* Start *

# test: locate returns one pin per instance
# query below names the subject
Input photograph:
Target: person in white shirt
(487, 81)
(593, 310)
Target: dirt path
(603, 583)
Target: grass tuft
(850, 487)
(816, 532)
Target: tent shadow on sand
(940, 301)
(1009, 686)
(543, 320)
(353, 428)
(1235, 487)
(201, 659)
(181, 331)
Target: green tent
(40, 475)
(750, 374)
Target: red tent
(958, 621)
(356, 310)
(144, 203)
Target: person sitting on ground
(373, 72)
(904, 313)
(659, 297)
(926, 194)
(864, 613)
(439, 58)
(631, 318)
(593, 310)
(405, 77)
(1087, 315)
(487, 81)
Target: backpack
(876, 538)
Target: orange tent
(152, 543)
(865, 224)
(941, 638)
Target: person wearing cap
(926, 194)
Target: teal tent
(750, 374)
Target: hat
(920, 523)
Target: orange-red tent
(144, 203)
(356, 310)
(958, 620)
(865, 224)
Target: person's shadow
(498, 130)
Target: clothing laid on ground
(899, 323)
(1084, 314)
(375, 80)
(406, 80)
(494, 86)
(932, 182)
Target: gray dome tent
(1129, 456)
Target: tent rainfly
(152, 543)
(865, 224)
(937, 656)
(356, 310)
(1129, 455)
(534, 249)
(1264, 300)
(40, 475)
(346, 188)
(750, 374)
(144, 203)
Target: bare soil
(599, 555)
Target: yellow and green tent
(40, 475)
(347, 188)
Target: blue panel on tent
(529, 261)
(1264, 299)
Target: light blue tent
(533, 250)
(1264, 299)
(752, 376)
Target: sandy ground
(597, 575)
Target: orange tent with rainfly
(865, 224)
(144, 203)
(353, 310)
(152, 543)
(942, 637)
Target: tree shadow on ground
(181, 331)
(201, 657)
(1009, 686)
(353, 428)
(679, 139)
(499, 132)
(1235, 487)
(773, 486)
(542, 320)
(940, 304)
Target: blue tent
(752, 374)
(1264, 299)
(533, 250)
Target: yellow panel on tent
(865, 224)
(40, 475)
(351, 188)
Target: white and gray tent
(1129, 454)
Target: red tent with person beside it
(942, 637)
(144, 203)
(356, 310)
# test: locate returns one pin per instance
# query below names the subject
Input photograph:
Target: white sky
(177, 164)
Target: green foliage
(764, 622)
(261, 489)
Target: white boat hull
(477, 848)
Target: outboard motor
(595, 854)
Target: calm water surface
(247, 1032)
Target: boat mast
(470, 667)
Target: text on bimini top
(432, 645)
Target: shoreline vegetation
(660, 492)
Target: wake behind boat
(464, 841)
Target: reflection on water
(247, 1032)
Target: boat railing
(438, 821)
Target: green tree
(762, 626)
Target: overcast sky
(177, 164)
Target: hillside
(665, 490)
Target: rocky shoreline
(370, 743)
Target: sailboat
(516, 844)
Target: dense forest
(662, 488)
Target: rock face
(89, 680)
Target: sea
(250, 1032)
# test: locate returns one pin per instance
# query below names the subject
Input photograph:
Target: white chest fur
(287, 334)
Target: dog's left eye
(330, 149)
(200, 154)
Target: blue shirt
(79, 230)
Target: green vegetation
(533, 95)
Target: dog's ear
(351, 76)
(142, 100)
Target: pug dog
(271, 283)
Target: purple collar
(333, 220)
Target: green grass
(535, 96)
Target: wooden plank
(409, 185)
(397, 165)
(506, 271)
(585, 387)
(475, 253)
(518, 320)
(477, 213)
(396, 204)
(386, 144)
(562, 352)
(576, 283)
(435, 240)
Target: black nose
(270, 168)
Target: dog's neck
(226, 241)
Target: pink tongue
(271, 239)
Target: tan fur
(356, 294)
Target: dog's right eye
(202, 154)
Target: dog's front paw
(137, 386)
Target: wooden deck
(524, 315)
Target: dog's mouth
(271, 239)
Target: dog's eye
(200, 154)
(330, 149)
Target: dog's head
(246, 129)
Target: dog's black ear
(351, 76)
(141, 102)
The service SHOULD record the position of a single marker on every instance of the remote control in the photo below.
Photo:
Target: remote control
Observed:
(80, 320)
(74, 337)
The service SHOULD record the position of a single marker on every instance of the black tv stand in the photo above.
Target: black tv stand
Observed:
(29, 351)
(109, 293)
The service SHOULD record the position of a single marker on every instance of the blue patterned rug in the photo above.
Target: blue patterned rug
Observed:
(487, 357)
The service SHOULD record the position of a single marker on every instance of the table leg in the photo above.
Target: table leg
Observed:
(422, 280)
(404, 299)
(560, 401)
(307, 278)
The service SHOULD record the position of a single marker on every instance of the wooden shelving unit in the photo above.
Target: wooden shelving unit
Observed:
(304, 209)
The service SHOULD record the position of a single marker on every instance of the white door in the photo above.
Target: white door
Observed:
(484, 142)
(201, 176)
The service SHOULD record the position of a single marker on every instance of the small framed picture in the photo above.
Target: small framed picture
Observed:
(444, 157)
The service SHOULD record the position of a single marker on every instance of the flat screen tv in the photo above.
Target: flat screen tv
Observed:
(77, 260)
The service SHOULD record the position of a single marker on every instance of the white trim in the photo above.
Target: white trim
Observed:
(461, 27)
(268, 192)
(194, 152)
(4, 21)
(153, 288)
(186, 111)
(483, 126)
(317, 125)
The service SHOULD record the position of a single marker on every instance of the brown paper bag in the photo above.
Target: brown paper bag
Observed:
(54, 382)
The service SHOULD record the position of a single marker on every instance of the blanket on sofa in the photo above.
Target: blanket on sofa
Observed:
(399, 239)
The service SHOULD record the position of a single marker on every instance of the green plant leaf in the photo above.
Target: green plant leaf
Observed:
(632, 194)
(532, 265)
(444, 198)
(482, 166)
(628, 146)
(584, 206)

* End *

* Requirements
Each record above should be restated word for word.

* The completed task
# test: locate returns one pin per instance
# query below names the subject
Input photograph:
Target: person in white shirt
(487, 81)
(593, 310)
Target: dirt path
(603, 583)
Target: grass tuft
(850, 487)
(816, 532)
Target: tent shadow on sand
(940, 301)
(1009, 686)
(543, 320)
(353, 428)
(1235, 487)
(201, 659)
(181, 331)
Target: green tent
(40, 475)
(750, 374)
Target: red tent
(958, 621)
(356, 310)
(144, 203)
Target: person sitting on ground
(373, 72)
(904, 313)
(659, 297)
(926, 194)
(864, 613)
(439, 58)
(631, 318)
(593, 310)
(405, 77)
(1087, 315)
(487, 81)
Target: backpack
(876, 538)
Target: orange tent
(152, 543)
(865, 224)
(941, 638)
Target: person wearing cap
(926, 194)
Target: teal tent
(750, 374)
Target: hat
(920, 523)
Target: orange-red tent
(144, 203)
(356, 310)
(958, 620)
(865, 224)
Target: person's shadow
(498, 130)
Target: clothing laid on ground
(899, 323)
(1084, 314)
(375, 80)
(406, 80)
(494, 86)
(932, 182)
Target: gray dome tent
(1129, 456)
Target: tent rainfly
(152, 543)
(865, 224)
(937, 656)
(356, 310)
(1129, 455)
(534, 249)
(1264, 300)
(40, 475)
(346, 188)
(750, 374)
(144, 203)
Target: bare soil
(599, 555)
Target: yellow and green tent
(40, 475)
(347, 188)
Target: blue panel on tent
(529, 261)
(1264, 299)
Target: light blue tent
(533, 250)
(1264, 299)
(752, 376)
Target: sandy ground
(597, 575)
Target: orange tent with rainfly
(865, 224)
(144, 203)
(353, 310)
(152, 543)
(942, 637)
Target: tree shadow on ground
(181, 331)
(201, 657)
(1009, 686)
(353, 428)
(679, 139)
(499, 132)
(1235, 487)
(773, 486)
(542, 320)
(940, 304)
Target: blue tent
(752, 374)
(1264, 299)
(533, 250)
Target: yellow panel on tent
(865, 224)
(40, 475)
(351, 188)
Target: white and gray tent
(1129, 454)
Target: red tent with person beside it
(942, 637)
(144, 203)
(356, 310)
# test: locate returns one pin per instance
# query below names the subject
Input photograph:
Target: white sky
(177, 164)
Target: green foliage
(764, 622)
(261, 489)
Target: white boat hull
(477, 848)
Target: outboard motor
(595, 854)
Target: calm water surface
(247, 1032)
Target: boat mast
(470, 667)
Target: text on bimini top
(432, 645)
Target: shoreline vegetation
(660, 492)
Target: wake behind boat
(464, 841)
Target: reflection on water
(247, 1032)
Target: boat railing
(438, 821)
Target: green tree
(762, 626)
Target: overcast sky
(177, 164)
Target: hillside
(665, 490)
Target: rocky shoreline
(370, 743)
Target: sailboat
(516, 844)
Target: dense forest
(662, 488)
Target: rock face
(89, 680)
Target: sea
(250, 1032)
# test: locate returns one pin per instance
# query below names the subject
Input photograph:
Target: white chest fur
(287, 334)
Target: dog's left eye
(330, 149)
(200, 154)
Target: blue shirt
(79, 230)
Target: green vegetation
(533, 95)
Target: dog's ear
(351, 76)
(142, 100)
Target: pug dog
(271, 283)
Target: purple collar
(333, 220)
Target: green grass
(535, 96)
Target: wooden plank
(409, 185)
(397, 165)
(506, 271)
(585, 387)
(475, 253)
(518, 320)
(477, 213)
(396, 204)
(386, 144)
(562, 352)
(576, 283)
(435, 240)
Target: black nose
(270, 168)
Target: dog's neck
(226, 241)
Target: pink tongue
(271, 239)
Target: tan fur
(356, 294)
Target: dog's right eye
(202, 154)
Target: dog's front paw
(137, 386)
Target: wooden deck
(524, 315)
Target: dog's mouth
(271, 239)
Target: dog's eye
(200, 154)
(330, 149)
Target: dog's head
(246, 129)
Target: dog's black ear
(351, 76)
(141, 102)
The service SHOULD record the position of a single marker on every instance of the remote control in the photo below.
Photo:
Target: remote control
Observed:
(80, 320)
(74, 337)
The service SHOULD record the position of a single marker on every instance of the black tv stand in the photo above.
Target: black tv stand
Observed:
(29, 351)
(109, 293)
The service SHOULD record the position of a single marker on every instance of the blue patterned rug in the photo above.
Target: blue patterned rug
Observed:
(487, 357)
The service SHOULD record the position of a single marker on every instance of the table leg in the photo above.
Target: table leg
Observed:
(422, 280)
(404, 299)
(560, 401)
(307, 278)
The service SHOULD record the position of a single marker on every instance of the wooden shelving unit in the photo above.
Target: wooden shelving unit
Observed:
(304, 209)
The service SHOULD record the position of a single marker on every instance of the white door in the photo above.
Target: white door
Observed:
(484, 142)
(201, 176)
The service SHOULD record the position of a single marker on every instance of the small framed picture in the photo above.
Target: small framed picture
Observed:
(444, 157)
The service SHOULD record the position of a single marker on every instance of the flat screen tv in the photo above.
Target: flat screen tv
Observed:
(77, 260)
The service SHOULD record the position of a single marker on every instance of the white trim in the photo above.
Target: white trim
Observed:
(461, 27)
(268, 192)
(194, 152)
(4, 21)
(153, 288)
(186, 111)
(483, 126)
(317, 125)
The service SHOULD record the position of a single marker on every instance of the brown paper bag in the photo above.
Target: brown paper bag
Observed:
(54, 382)
The service SHOULD record the position of a single marker on every instance of the blanket on sofa in the photo above.
Target: blanket on sofa
Observed:
(399, 239)
The service SHOULD record the position of a single marker on every instance of the green plant leaf in the photo above.
Target: green plant leaf
Observed:
(632, 194)
(532, 265)
(444, 198)
(482, 166)
(628, 146)
(584, 206)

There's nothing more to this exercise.